- [SOURCE TEXT]:

Posted by: Bart at November 23, 2004 2:21 PM

I was talking to one of my ex-students today and he had just returned from San Diego were he was trying out for a professional paintball team. Incredible country!

Posted by: Bartman at November 23, 2004 3:03 PM

David:

Six months ago you posted a moving piece on how hard yardwork followed by repose with the family and a fine cigar was the epitome of all that was good about American life. Now you are waxing poetic about how the City on the Hill is best appreciated by running around the woods shooting paint at stangers.

Is there anything you want to talk about?

Posted by: Peter B at November 23, 2004 6:48 PM

Back in the early 80's, a young client of mine who had inherited way too much money brought me a prospectus on a start up company devoted to making paint ball guns. I told him that from a legal standpoint it looked fine, but this was sure to be a fad. He put in 10 grand; he got out for over 50 grand. The American way.

Posted by: Dan at November 23, 2004 7:15 PM

David:

At the risk of a tongue bath, you are clearly the most gifted poster here.

I'm trying to figure out why that solenoid can't eliminate camshafts...

Posted by: Jeff Guinn at November 23, 2004 9:11 PM

As some who plays paintball, I don't see what benefit that rate of fire has. The problem isn't in the solenoid, but in the feeder system. You try to shoot that fast and you'll chop.

As for playing with real soldiers, that can be a hoot because paintball markers fire quite a bit differently from a gun (at any significant range, arcing matters, plus you can see the incoming rounds with a chance of doging) and a good bush will easily stop paintballs. As a result they have a strong tendency to do the wrong thing.

- [RECORDS]:
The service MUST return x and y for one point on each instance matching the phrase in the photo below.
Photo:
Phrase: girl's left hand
--
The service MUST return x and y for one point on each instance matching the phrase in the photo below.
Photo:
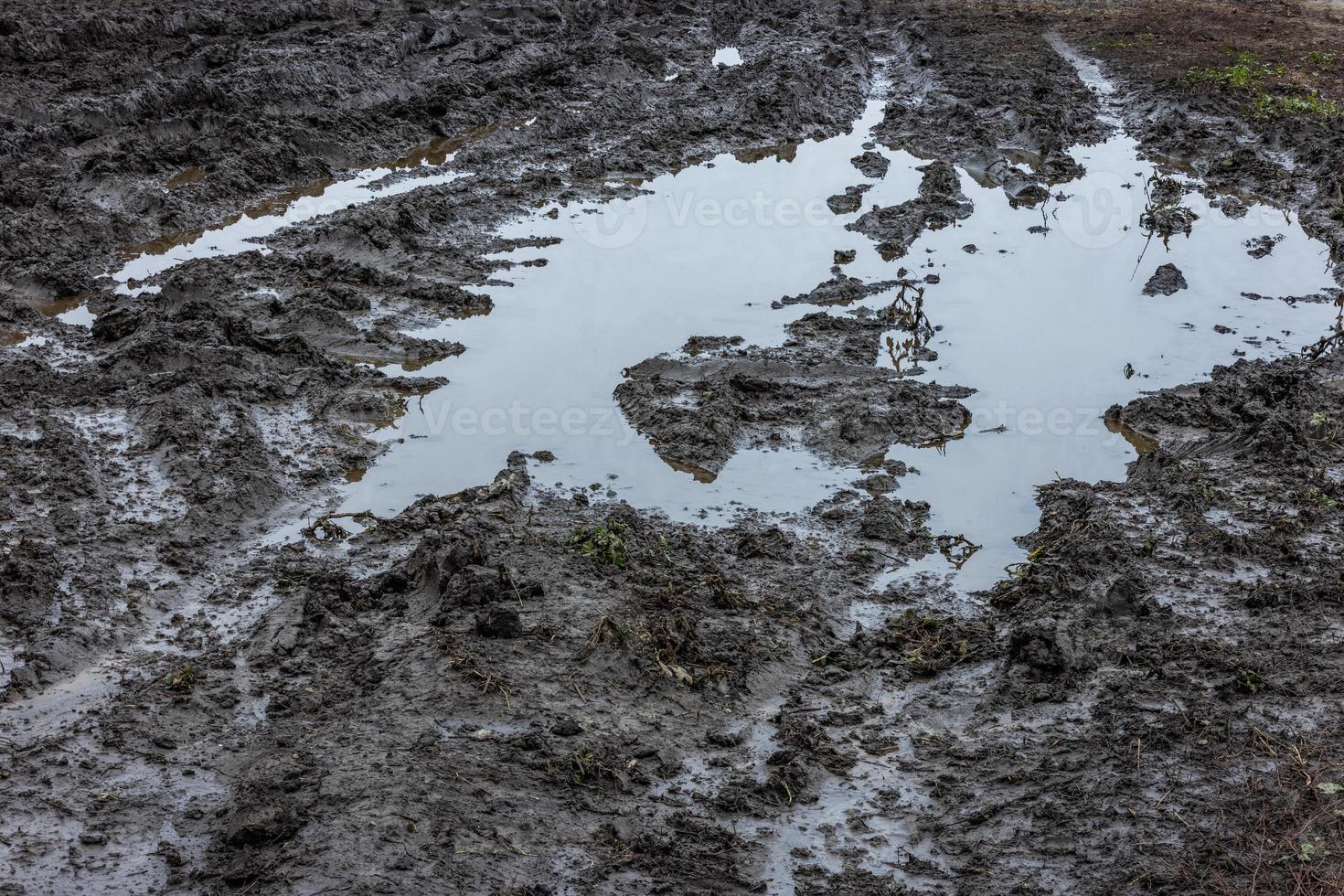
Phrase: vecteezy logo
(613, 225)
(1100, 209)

- [SHORT EXERCISE]:
Resume the comment thread about paintball, picking up right after its last sentence.

- [RESPONSE TO THIS TASK]:
Posted by: Annoying Old Guy at November 23, 2004 11:42 PM

David:

"So you're saying that... the British response is to quit".

Well after a couple more Quixotic sallies resulted in a thorough paint-drenching plus severe bruising to the solar plexus and the pride, we did indeed follow the advice of WC Fields:

"If at first you don't succeed, try, try again. Then quit. There's no point in being a damn fool about it."

Posted by: Brit at November 24, 2004 4:02 AM

I got my wargaming jollies 25 years ago at the Basic School in Quantico, Va. I'll pass on paintball.

These are the kinds of industries that will continue to crop up as productivity continues to climb and it takes less and less people to produce the "necessities" like clothing and beer.

Posted by: Robert Duquette at November 24, 2004 10:38 AM

Peter: I need something to keep the squirrels away from the hammock and the deer away from the lawn.

Jeff: Thanks. And, ewww.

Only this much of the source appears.